Exercise input Start Marker

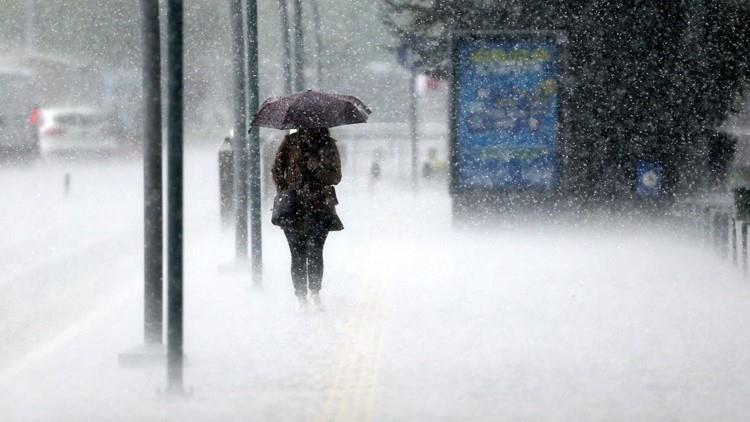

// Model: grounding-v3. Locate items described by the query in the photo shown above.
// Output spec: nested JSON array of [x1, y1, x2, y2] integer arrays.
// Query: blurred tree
[[382, 0, 750, 200], [0, 0, 232, 131], [0, 0, 410, 125], [0, 0, 229, 66]]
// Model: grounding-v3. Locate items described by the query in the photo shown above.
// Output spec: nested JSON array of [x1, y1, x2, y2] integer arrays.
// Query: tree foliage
[[383, 0, 750, 198]]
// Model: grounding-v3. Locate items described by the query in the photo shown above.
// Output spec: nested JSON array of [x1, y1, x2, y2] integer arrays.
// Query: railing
[[680, 200, 748, 275], [218, 123, 451, 227]]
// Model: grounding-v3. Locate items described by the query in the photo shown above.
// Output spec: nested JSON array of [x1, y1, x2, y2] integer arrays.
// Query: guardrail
[[218, 127, 453, 230], [682, 201, 748, 275]]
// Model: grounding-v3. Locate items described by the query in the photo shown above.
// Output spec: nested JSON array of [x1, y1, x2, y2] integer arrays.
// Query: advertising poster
[[453, 35, 559, 190]]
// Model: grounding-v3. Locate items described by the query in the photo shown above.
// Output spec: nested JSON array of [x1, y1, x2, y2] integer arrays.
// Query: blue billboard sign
[[453, 34, 560, 190]]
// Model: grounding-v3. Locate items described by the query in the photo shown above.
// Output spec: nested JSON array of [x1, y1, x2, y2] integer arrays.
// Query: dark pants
[[284, 229, 328, 297]]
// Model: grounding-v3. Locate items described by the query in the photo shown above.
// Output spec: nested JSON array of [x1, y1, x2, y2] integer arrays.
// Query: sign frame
[[449, 30, 570, 211]]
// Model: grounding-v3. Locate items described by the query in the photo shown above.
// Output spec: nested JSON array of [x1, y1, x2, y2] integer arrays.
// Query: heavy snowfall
[[2, 1, 750, 421]]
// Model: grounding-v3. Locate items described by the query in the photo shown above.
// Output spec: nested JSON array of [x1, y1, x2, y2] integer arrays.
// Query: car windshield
[[54, 113, 104, 126]]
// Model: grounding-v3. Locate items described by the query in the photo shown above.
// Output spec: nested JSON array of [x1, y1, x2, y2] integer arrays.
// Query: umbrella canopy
[[250, 90, 371, 130]]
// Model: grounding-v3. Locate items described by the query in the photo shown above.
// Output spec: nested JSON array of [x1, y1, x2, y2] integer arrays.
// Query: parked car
[[38, 107, 120, 158], [0, 67, 38, 157]]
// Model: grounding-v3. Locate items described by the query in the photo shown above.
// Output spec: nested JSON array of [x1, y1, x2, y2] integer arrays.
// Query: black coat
[[272, 132, 343, 232]]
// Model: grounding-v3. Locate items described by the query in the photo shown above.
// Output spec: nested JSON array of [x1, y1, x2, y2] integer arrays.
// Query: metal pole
[[230, 0, 249, 258], [310, 0, 323, 88], [732, 217, 738, 266], [703, 206, 711, 247], [409, 67, 418, 191], [684, 0, 710, 191], [219, 137, 234, 228], [743, 221, 748, 276], [292, 0, 305, 92], [24, 0, 35, 52], [141, 0, 163, 345], [711, 211, 721, 254], [720, 213, 730, 260], [166, 0, 184, 393], [278, 0, 293, 94], [246, 0, 263, 287]]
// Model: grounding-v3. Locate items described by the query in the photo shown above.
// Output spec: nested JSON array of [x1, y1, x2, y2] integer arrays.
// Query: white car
[[38, 107, 120, 157]]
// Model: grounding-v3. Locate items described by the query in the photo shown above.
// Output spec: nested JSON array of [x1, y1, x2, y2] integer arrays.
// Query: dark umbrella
[[250, 89, 371, 130]]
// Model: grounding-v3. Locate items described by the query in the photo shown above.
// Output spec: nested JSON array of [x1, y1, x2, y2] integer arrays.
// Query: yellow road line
[[364, 287, 392, 422], [313, 246, 396, 422]]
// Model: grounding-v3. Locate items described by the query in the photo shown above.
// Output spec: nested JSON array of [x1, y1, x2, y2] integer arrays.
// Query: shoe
[[297, 294, 309, 311], [310, 292, 324, 312]]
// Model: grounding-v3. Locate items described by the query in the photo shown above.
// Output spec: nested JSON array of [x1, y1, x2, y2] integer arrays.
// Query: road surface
[[1, 146, 750, 421]]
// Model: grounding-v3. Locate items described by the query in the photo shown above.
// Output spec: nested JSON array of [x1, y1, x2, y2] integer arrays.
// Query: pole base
[[217, 258, 253, 274], [118, 343, 166, 368], [157, 385, 194, 399]]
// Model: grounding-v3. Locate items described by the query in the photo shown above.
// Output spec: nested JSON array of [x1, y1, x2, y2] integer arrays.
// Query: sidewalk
[[3, 187, 750, 421]]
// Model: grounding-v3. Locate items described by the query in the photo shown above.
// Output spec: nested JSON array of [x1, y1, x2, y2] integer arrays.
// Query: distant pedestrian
[[272, 128, 343, 310], [370, 149, 383, 186]]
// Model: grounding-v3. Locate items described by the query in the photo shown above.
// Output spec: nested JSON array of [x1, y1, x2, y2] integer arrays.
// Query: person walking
[[251, 90, 369, 310], [272, 127, 343, 310]]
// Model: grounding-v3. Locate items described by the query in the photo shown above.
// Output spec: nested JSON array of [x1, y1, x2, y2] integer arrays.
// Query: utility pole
[[686, 0, 709, 193], [117, 0, 165, 368], [24, 0, 35, 52], [310, 0, 323, 88], [398, 44, 419, 189], [246, 0, 263, 287], [141, 0, 163, 346], [409, 67, 418, 191], [165, 0, 185, 394], [230, 0, 249, 258], [291, 0, 305, 92], [278, 0, 293, 94]]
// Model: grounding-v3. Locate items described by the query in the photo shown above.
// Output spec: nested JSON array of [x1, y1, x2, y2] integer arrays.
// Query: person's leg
[[284, 230, 309, 299], [306, 230, 329, 294]]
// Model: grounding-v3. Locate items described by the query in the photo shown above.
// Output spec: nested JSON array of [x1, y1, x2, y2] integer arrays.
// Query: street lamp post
[[165, 0, 185, 394], [117, 0, 165, 368], [25, 0, 35, 52], [246, 0, 263, 287], [230, 0, 249, 259], [141, 0, 164, 347], [409, 67, 418, 191], [292, 0, 305, 92], [310, 0, 323, 88], [278, 0, 293, 94]]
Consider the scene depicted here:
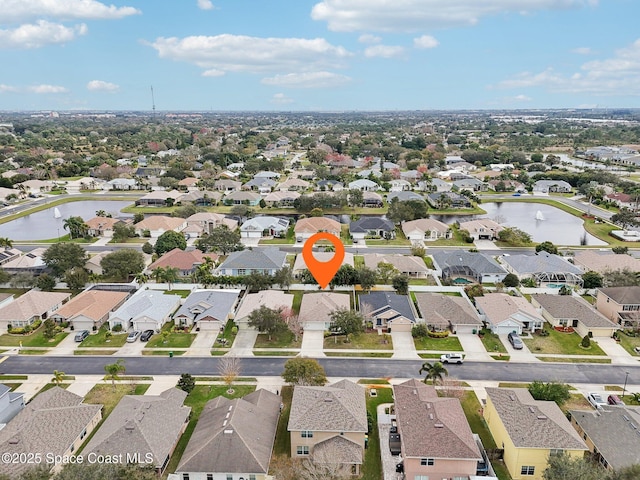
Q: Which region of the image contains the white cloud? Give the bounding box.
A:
[197,0,214,10]
[28,84,68,94]
[514,94,532,101]
[311,0,596,32]
[358,34,381,44]
[413,35,439,49]
[364,44,405,58]
[149,34,351,74]
[0,20,86,49]
[271,93,294,105]
[572,47,593,55]
[202,69,225,77]
[0,0,140,23]
[0,84,18,93]
[497,38,640,95]
[86,80,119,92]
[261,71,352,88]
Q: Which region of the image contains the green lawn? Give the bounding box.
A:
[325,351,393,358]
[0,375,28,380]
[524,328,606,355]
[0,327,68,347]
[362,386,393,480]
[84,383,150,417]
[413,335,463,351]
[254,330,301,348]
[618,332,640,357]
[273,385,293,456]
[146,332,196,348]
[358,379,390,385]
[142,350,186,356]
[252,350,298,356]
[74,349,118,355]
[354,255,364,269]
[537,356,611,363]
[365,228,411,246]
[324,331,393,350]
[163,289,192,298]
[80,327,128,347]
[478,329,508,353]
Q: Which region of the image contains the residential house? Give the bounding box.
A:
[413,292,483,334]
[173,289,240,329]
[605,193,636,210]
[108,289,181,332]
[499,252,584,286]
[0,290,70,331]
[488,179,525,192]
[400,170,421,182]
[134,215,186,238]
[136,166,165,177]
[178,177,200,191]
[432,250,507,284]
[214,179,242,193]
[85,251,111,276]
[417,178,451,193]
[106,178,137,190]
[394,379,482,480]
[234,290,294,329]
[426,191,472,209]
[348,179,380,191]
[0,387,102,477]
[240,216,290,239]
[401,218,452,242]
[243,177,276,193]
[175,389,281,480]
[254,170,281,180]
[0,383,24,425]
[572,250,640,275]
[359,291,415,332]
[298,292,350,331]
[316,179,344,191]
[357,169,382,179]
[288,380,367,474]
[531,294,619,338]
[223,190,261,206]
[49,290,129,331]
[1,247,48,274]
[452,177,488,192]
[293,252,354,277]
[349,217,395,242]
[533,180,573,194]
[387,191,426,203]
[390,179,412,191]
[294,217,341,242]
[459,219,504,241]
[484,388,588,480]
[0,247,22,265]
[147,248,219,278]
[179,190,222,206]
[83,388,190,474]
[185,212,237,237]
[475,293,544,334]
[277,178,310,191]
[135,189,184,207]
[569,406,640,471]
[363,253,430,278]
[217,248,287,276]
[263,190,300,207]
[362,191,383,207]
[85,216,124,237]
[596,286,640,327]
[16,179,54,195]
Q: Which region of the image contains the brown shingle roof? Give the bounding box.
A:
[85,216,122,230]
[148,248,218,272]
[413,292,482,329]
[363,253,429,274]
[298,292,350,325]
[573,250,640,274]
[294,217,341,234]
[531,294,618,329]
[52,290,128,323]
[134,215,185,231]
[598,286,640,305]
[0,290,70,322]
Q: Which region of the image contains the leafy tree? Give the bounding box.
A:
[581,334,591,348]
[536,241,559,255]
[63,216,88,239]
[612,246,629,254]
[610,464,640,480]
[498,227,532,246]
[582,271,603,289]
[392,274,409,295]
[330,264,359,287]
[112,223,136,242]
[273,266,293,290]
[543,452,604,480]
[528,380,571,406]
[410,245,426,257]
[329,308,364,338]
[64,267,88,293]
[558,285,572,295]
[419,361,448,385]
[387,197,429,223]
[151,266,180,290]
[42,243,88,277]
[133,212,144,224]
[243,272,274,292]
[282,357,327,386]
[611,207,640,230]
[51,369,65,386]
[196,225,242,254]
[104,359,126,390]
[502,273,520,288]
[42,319,56,340]
[376,262,398,283]
[35,273,56,291]
[247,305,286,340]
[464,284,485,299]
[347,188,363,208]
[411,323,428,338]
[357,266,377,292]
[154,230,187,255]
[604,268,640,287]
[176,373,195,393]
[0,237,13,248]
[100,249,145,281]
[141,241,154,254]
[0,268,10,284]
[10,272,35,289]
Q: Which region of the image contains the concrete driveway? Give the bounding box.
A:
[501,334,539,362]
[47,331,79,355]
[228,328,258,356]
[456,333,493,362]
[115,338,147,356]
[595,337,638,365]
[301,330,325,357]
[184,330,218,356]
[390,330,419,359]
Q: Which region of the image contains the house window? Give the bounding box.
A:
[420,458,435,466]
[521,466,535,475]
[414,476,429,480]
[226,475,232,480]
[237,269,246,276]
[550,449,564,456]
[182,474,189,480]
[296,446,310,456]
[207,475,213,480]
[301,430,313,438]
[249,476,256,480]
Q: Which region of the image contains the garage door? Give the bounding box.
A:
[135,321,158,332]
[198,320,221,331]
[494,325,519,335]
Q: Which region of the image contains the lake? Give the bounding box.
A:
[432,201,607,246]
[0,200,133,241]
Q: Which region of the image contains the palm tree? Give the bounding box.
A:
[134,272,149,285]
[0,237,13,249]
[51,370,65,386]
[63,216,88,239]
[163,266,179,290]
[419,361,448,386]
[104,359,126,390]
[151,267,166,284]
[95,209,107,217]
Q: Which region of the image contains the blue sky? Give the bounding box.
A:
[1,0,639,111]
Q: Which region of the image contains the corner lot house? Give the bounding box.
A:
[217,248,287,276]
[83,388,190,474]
[413,292,482,334]
[234,290,294,329]
[294,217,341,242]
[173,289,240,330]
[0,383,24,425]
[394,379,482,480]
[531,294,619,338]
[288,380,367,474]
[0,387,102,477]
[596,286,640,327]
[108,289,181,332]
[175,389,281,480]
[401,218,452,242]
[359,291,415,332]
[0,290,70,331]
[484,388,587,480]
[49,289,129,331]
[298,292,350,331]
[475,293,544,334]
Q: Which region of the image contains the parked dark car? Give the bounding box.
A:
[508,331,523,350]
[389,432,401,455]
[607,394,624,405]
[74,330,89,342]
[140,329,154,342]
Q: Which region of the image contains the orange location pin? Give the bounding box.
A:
[302,232,345,289]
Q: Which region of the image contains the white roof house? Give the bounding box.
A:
[108,289,181,332]
[240,216,290,239]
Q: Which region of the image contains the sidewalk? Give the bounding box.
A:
[596,337,639,365]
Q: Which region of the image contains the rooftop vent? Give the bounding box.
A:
[434,423,444,428]
[529,407,535,414]
[509,394,515,401]
[223,429,233,434]
[537,415,547,420]
[324,398,333,403]
[429,414,433,420]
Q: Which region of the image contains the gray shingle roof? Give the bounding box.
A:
[598,286,640,305]
[413,292,482,329]
[531,294,618,329]
[394,379,481,460]
[500,252,582,275]
[359,291,415,322]
[432,249,506,275]
[219,248,287,271]
[349,217,394,234]
[176,389,281,474]
[288,380,367,433]
[387,191,425,202]
[486,388,587,450]
[174,290,240,322]
[313,435,363,465]
[83,388,190,469]
[109,290,181,324]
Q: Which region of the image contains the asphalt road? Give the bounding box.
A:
[1,355,638,385]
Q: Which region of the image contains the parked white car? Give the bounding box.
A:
[587,392,607,410]
[440,353,464,364]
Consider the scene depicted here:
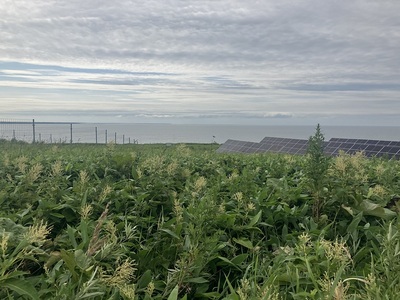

Exercise input End Marker

**Work instructions**
Which lines hold the word "shingle"? Copy each of them from the records.

**Task result**
Q: Which region of the image contains the brown shingle roof? Give the bounding box.
Q: Which region of the image contains the gray shingle roof? Give the bounding box.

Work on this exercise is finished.